__Items__.
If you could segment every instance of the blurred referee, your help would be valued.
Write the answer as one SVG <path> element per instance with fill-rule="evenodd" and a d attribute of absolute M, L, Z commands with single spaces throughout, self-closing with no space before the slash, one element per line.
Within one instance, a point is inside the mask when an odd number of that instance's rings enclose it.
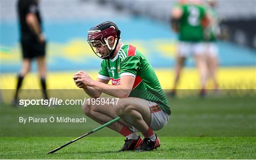
<path fill-rule="evenodd" d="M 25 76 L 30 70 L 31 61 L 34 58 L 36 58 L 37 62 L 44 98 L 48 99 L 46 84 L 46 39 L 42 32 L 38 1 L 19 0 L 18 3 L 23 60 L 22 68 L 18 77 L 14 100 L 12 103 L 14 105 L 18 104 L 19 89 Z"/>

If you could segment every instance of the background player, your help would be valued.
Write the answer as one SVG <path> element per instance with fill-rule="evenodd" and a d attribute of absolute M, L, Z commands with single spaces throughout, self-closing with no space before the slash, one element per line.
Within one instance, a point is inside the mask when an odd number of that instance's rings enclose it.
<path fill-rule="evenodd" d="M 210 23 L 205 30 L 206 40 L 206 54 L 208 67 L 208 78 L 213 82 L 214 89 L 218 89 L 219 85 L 216 78 L 216 72 L 218 66 L 218 49 L 216 44 L 217 37 L 220 34 L 219 24 L 220 18 L 216 10 L 217 1 L 214 0 L 207 1 L 207 12 L 210 18 Z"/>
<path fill-rule="evenodd" d="M 12 102 L 13 105 L 18 104 L 18 90 L 25 76 L 30 70 L 31 61 L 34 58 L 36 58 L 37 61 L 44 98 L 48 99 L 46 83 L 46 40 L 42 32 L 38 0 L 19 0 L 18 3 L 18 10 L 20 24 L 23 59 Z"/>
<path fill-rule="evenodd" d="M 205 8 L 200 0 L 182 0 L 172 10 L 171 23 L 174 30 L 178 33 L 175 77 L 172 95 L 176 90 L 185 59 L 192 53 L 200 75 L 201 91 L 205 94 L 207 69 L 204 54 L 204 25 L 208 21 Z"/>
<path fill-rule="evenodd" d="M 101 68 L 96 81 L 82 71 L 73 78 L 91 97 L 98 98 L 103 92 L 120 98 L 112 105 L 87 101 L 82 106 L 85 115 L 101 124 L 121 117 L 109 126 L 127 138 L 120 151 L 151 151 L 160 146 L 153 130 L 166 124 L 171 111 L 152 67 L 136 47 L 119 42 L 120 34 L 110 21 L 91 28 L 87 41 L 94 53 L 104 59 Z M 108 84 L 110 80 L 113 85 Z M 109 98 L 102 99 L 106 101 Z M 135 133 L 138 131 L 144 140 Z"/>

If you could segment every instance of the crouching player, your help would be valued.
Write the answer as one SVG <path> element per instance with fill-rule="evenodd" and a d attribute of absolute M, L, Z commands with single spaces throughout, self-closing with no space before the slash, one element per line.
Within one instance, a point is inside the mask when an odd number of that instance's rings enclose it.
<path fill-rule="evenodd" d="M 126 138 L 120 151 L 156 149 L 160 142 L 153 131 L 166 125 L 171 110 L 152 66 L 135 47 L 120 42 L 120 31 L 114 23 L 103 22 L 88 33 L 88 43 L 103 59 L 96 80 L 80 71 L 73 77 L 76 85 L 92 98 L 104 93 L 119 99 L 100 105 L 87 101 L 82 106 L 84 114 L 101 124 L 121 118 L 109 126 Z M 110 80 L 113 85 L 108 84 Z"/>

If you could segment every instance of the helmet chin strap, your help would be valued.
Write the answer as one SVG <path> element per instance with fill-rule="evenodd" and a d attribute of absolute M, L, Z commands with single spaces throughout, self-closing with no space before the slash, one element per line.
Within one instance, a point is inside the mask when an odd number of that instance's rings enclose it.
<path fill-rule="evenodd" d="M 108 48 L 109 49 L 110 51 L 112 51 L 111 52 L 109 52 L 109 56 L 107 56 L 104 58 L 101 58 L 102 59 L 110 59 L 112 56 L 113 56 L 113 55 L 114 54 L 114 53 L 115 53 L 115 51 L 116 51 L 116 50 L 117 49 L 117 46 L 118 45 L 118 42 L 119 42 L 119 40 L 120 40 L 120 34 L 121 34 L 121 31 L 120 30 L 118 31 L 117 33 L 117 38 L 116 38 L 115 39 L 115 42 L 114 43 L 114 46 L 115 46 L 115 48 L 113 48 L 113 47 L 110 47 L 110 44 L 109 44 L 108 42 L 108 39 L 107 39 L 106 38 L 104 38 L 104 41 L 106 42 L 106 44 L 107 44 L 107 46 L 108 46 Z"/>

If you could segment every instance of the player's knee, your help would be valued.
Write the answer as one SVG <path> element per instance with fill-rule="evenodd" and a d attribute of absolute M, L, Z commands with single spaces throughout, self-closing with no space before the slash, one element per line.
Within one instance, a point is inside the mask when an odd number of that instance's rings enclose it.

__Task prompt__. Render all of the data above as a JSON array of strings, one string per line, with blank lines dropped and the pictures left out.

__Exercise result__.
[
  "If you could segment every instance of the blurred referee, your help would be valued.",
  "Write the answer as one SVG <path> element per instance with fill-rule=\"evenodd\" and a d attribute of absolute M, L, Z commands with single spaces throughout, self-closing with no space before the slash, one element per line.",
  "Within one instance, a point is inside the mask when an odd number of that instance's rings enclose it.",
  "<path fill-rule=\"evenodd\" d=\"M 25 76 L 30 70 L 31 61 L 34 58 L 36 58 L 37 62 L 44 98 L 48 99 L 46 84 L 46 39 L 42 32 L 38 1 L 19 0 L 18 3 L 23 60 L 22 68 L 18 77 L 14 100 L 12 103 L 14 105 L 18 104 L 19 89 Z\"/>",
  "If you could segment every instance of the background player, your help would be valued.",
  "Write the answer as one SVG <path> element per instance with fill-rule=\"evenodd\" and a d attribute of absolute M, L, Z commands with single spaces throughout, self-closing with no space before the slash, one element per line.",
  "Within one instance, a point is inside the mask when an odd number of that instance's rings enclose it.",
  "<path fill-rule=\"evenodd\" d=\"M 210 23 L 205 30 L 206 40 L 206 54 L 208 67 L 208 78 L 213 82 L 214 89 L 218 89 L 219 85 L 216 78 L 216 72 L 218 66 L 218 49 L 216 44 L 217 37 L 220 34 L 219 24 L 220 18 L 216 10 L 217 1 L 214 0 L 207 1 L 207 12 L 210 18 Z\"/>",
  "<path fill-rule=\"evenodd\" d=\"M 12 102 L 13 105 L 18 104 L 18 90 L 25 76 L 30 70 L 31 61 L 34 58 L 36 58 L 37 61 L 44 98 L 48 99 L 46 83 L 46 40 L 42 32 L 38 0 L 19 0 L 18 3 L 18 10 L 20 24 L 23 59 Z\"/>",
  "<path fill-rule=\"evenodd\" d=\"M 205 8 L 200 0 L 182 0 L 172 10 L 171 23 L 174 30 L 178 33 L 175 77 L 172 95 L 176 90 L 185 59 L 192 53 L 200 75 L 201 91 L 205 94 L 207 69 L 204 54 L 204 25 L 208 21 Z\"/>",
  "<path fill-rule=\"evenodd\" d=\"M 101 68 L 96 81 L 82 71 L 73 78 L 91 97 L 98 98 L 103 92 L 120 98 L 112 105 L 87 101 L 82 106 L 85 115 L 101 124 L 121 117 L 109 126 L 127 138 L 120 151 L 151 151 L 160 146 L 153 130 L 166 124 L 171 111 L 152 67 L 136 47 L 119 42 L 120 34 L 110 21 L 91 28 L 87 41 L 94 53 L 104 59 Z M 108 84 L 110 80 L 113 85 Z M 109 98 L 102 99 L 106 101 Z M 135 133 L 138 131 L 144 140 Z\"/>",
  "If you could segment every instance of the crouching player, your help would be valued.",
  "Write the answer as one SVG <path> element per instance with fill-rule=\"evenodd\" and a d attribute of absolute M, L, Z commands with single spaces throughout, self-closing with no space before the slash, one element per line.",
  "Within one instance, a point is inside the mask when an odd number of that instance's rings enclose it.",
  "<path fill-rule=\"evenodd\" d=\"M 126 138 L 120 151 L 156 149 L 160 142 L 153 131 L 166 125 L 171 110 L 152 66 L 135 47 L 120 42 L 120 31 L 114 23 L 103 22 L 88 33 L 88 43 L 103 59 L 96 80 L 80 71 L 73 77 L 76 85 L 92 98 L 104 93 L 119 99 L 100 105 L 87 101 L 82 106 L 84 114 L 101 124 L 121 118 L 109 126 Z M 110 80 L 113 85 L 108 84 Z\"/>",
  "If you could segment every instance of the helmet chin strap, your help would be valued.",
  "Write the answer as one SVG <path> element per instance with fill-rule=\"evenodd\" and a d attribute of absolute M, L, Z commands with single spaces throughout, self-closing with no space before the slash, one element per line.",
  "Within one instance, a point is inside the mask when an odd number of that instance's rings enclose it.",
  "<path fill-rule=\"evenodd\" d=\"M 108 48 L 109 49 L 110 51 L 112 51 L 111 52 L 109 52 L 109 56 L 107 56 L 104 58 L 101 58 L 102 59 L 110 59 L 112 56 L 113 56 L 113 55 L 114 54 L 114 53 L 115 53 L 115 51 L 116 51 L 116 50 L 117 49 L 117 46 L 118 45 L 118 42 L 119 42 L 119 40 L 120 40 L 120 34 L 121 34 L 121 31 L 120 30 L 118 31 L 117 33 L 117 38 L 116 38 L 115 39 L 115 42 L 114 43 L 114 46 L 115 46 L 115 48 L 113 48 L 113 47 L 110 47 L 110 44 L 109 44 L 108 42 L 108 39 L 107 39 L 106 38 L 104 38 L 104 41 L 106 42 L 106 44 L 107 44 L 107 46 L 108 46 Z\"/>",
  "If you could segment every instance of the player's knee, your help would be valued.",
  "Write the answer as one SVG <path> element per instance with fill-rule=\"evenodd\" and a d attribute of absolute M, L, Z commands with single spaces throughout, self-closing with no space before the slash, one element per line.",
  "Within one instance, a point is inside the mask when an odd number of that instance's rings enclose it."
]